# TASK REQUIREMENTS
Can you reproduce the data below, substituting "wooden pillar" for every occurrence of "wooden support post" and leaving everything else unchanged? Leave the pictures out of your answer.

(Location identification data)
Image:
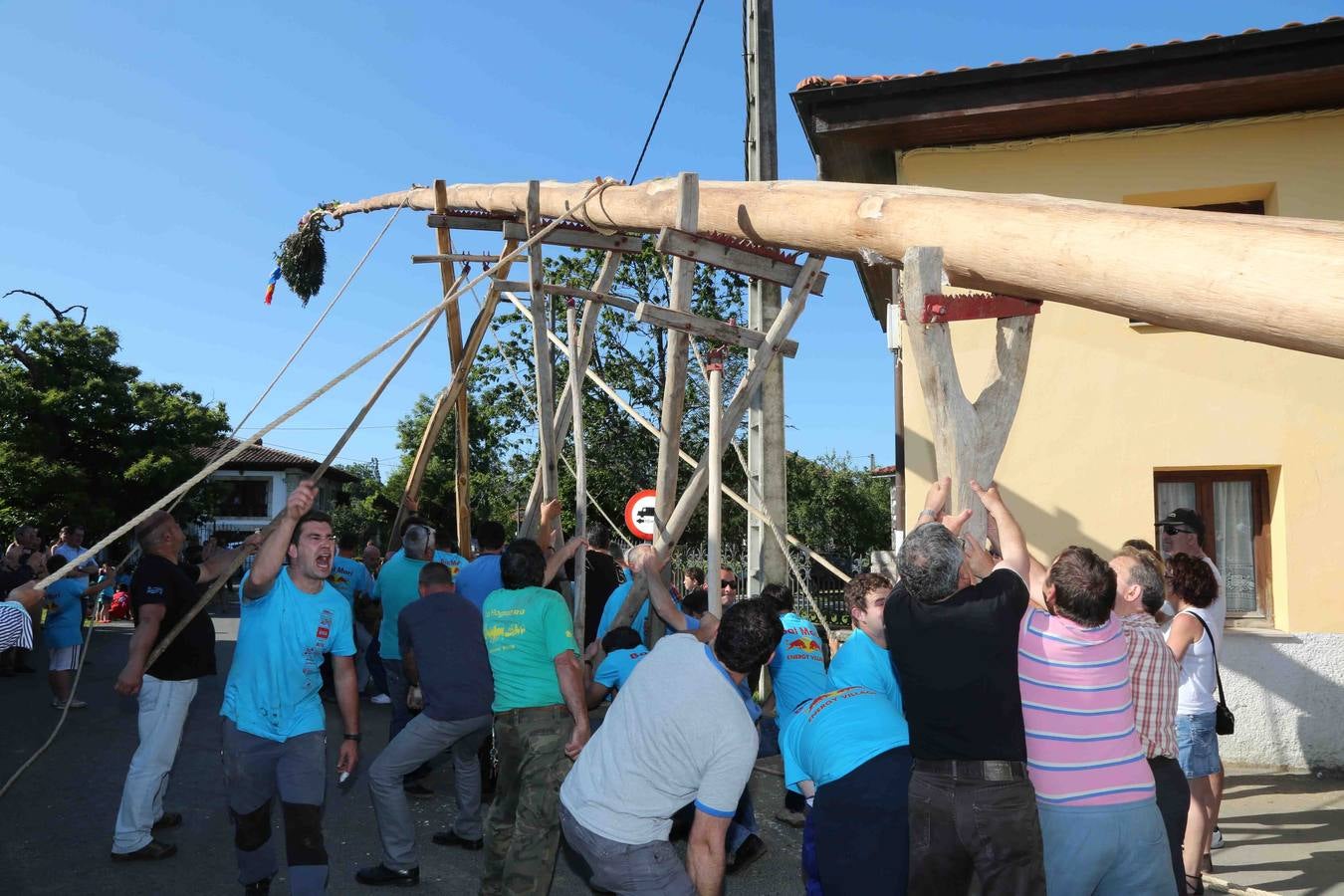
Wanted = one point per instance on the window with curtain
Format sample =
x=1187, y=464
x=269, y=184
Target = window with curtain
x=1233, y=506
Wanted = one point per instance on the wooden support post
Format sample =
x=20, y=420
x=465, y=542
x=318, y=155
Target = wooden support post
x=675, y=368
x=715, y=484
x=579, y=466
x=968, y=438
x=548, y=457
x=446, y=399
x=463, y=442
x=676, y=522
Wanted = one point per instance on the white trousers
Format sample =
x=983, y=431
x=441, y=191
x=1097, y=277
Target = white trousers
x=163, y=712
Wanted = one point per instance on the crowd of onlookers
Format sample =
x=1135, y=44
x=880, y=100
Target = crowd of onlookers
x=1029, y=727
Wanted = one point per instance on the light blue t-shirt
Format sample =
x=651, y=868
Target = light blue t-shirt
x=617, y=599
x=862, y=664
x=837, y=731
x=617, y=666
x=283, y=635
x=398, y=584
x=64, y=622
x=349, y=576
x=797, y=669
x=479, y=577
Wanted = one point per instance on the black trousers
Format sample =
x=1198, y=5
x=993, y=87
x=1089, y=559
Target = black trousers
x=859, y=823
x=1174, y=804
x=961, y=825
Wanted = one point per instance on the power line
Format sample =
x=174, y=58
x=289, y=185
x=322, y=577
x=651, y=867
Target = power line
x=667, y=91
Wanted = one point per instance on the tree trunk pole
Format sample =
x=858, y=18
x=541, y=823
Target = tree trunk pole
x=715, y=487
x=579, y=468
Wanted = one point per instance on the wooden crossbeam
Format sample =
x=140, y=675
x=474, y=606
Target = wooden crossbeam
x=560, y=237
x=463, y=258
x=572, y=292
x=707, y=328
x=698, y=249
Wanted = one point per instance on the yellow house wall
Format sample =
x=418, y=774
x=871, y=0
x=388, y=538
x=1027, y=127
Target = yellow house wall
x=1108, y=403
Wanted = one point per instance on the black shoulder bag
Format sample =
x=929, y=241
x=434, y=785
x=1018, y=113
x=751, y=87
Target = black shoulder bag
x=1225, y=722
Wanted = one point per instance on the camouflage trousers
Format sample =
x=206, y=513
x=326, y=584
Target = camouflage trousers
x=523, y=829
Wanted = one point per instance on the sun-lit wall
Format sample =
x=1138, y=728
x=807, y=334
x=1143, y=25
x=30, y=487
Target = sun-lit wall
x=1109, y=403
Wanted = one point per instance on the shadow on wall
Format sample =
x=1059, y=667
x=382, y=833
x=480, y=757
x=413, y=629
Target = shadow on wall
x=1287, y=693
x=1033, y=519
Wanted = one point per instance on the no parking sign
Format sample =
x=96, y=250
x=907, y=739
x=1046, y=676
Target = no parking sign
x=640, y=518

# IN RESPONSE
Image:
Wanted = one point per instance on the window with curtain
Format sample =
x=1187, y=464
x=269, y=184
Target = window with curtain
x=1233, y=506
Wanted = one point per instance on the wooden pillar
Format sample =
x=20, y=420
x=465, y=542
x=318, y=155
Target = wooden pillar
x=675, y=368
x=715, y=484
x=579, y=466
x=968, y=438
x=548, y=457
x=446, y=399
x=463, y=442
x=676, y=522
Wanted = one point per instance on the white trousers
Format sample =
x=983, y=431
x=441, y=191
x=1097, y=277
Target = white trousers
x=163, y=712
Wanted = one point per instance on the crowd of onlookers
Format sample =
x=1135, y=44
x=880, y=100
Target = crowd of onlookers
x=1029, y=727
Wanted = one point per instance on the light blue t-shirt
Format sample =
x=651, y=868
Target = light blue t-shirt
x=617, y=599
x=862, y=664
x=837, y=731
x=617, y=666
x=283, y=635
x=398, y=584
x=64, y=622
x=349, y=576
x=797, y=669
x=479, y=577
Wanted = one point per instance on the black trousers
Format sample =
x=1198, y=5
x=993, y=87
x=1089, y=559
Target = black trousers
x=859, y=823
x=1174, y=804
x=961, y=825
Wanted = one point per instance on the power line
Format sample =
x=174, y=58
x=289, y=185
x=322, y=577
x=651, y=867
Target = power line
x=667, y=91
Wanted = one point per instance on the tree trunk pole
Format sample =
x=858, y=18
x=541, y=823
Target = tree trunk pole
x=715, y=487
x=579, y=468
Wanted = one point per instance on the wooden crossbeam
Format sample =
x=140, y=675
x=474, y=606
Target = wooden crossbeam
x=560, y=237
x=463, y=258
x=572, y=292
x=707, y=328
x=698, y=249
Wanted = one point per instance on the yellow house wall
Format sample =
x=418, y=774
x=871, y=0
x=388, y=538
x=1027, y=127
Target = yellow house wall
x=1108, y=403
Wanted = one point per instance on the black shoulder bag
Format sample =
x=929, y=241
x=434, y=785
x=1018, y=113
x=751, y=87
Target = black shoulder bag
x=1225, y=722
Wanted = one point per instance on the camouflage trousers
Format sample =
x=206, y=513
x=326, y=584
Target = camouflage trousers
x=523, y=829
Wanted = one point per instance on the sun-lit wall
Format sample =
x=1138, y=728
x=807, y=334
x=1143, y=25
x=30, y=487
Target = sun-lit wall
x=1109, y=403
Wanted = one point per instance on the shadow on wall
Format sample =
x=1059, y=667
x=382, y=833
x=480, y=757
x=413, y=629
Target = shadow on wall
x=1287, y=693
x=1033, y=519
Wanted = one point per instance on the no parking sign
Format sample =
x=96, y=250
x=907, y=739
x=1046, y=676
Target = no parking sign
x=640, y=518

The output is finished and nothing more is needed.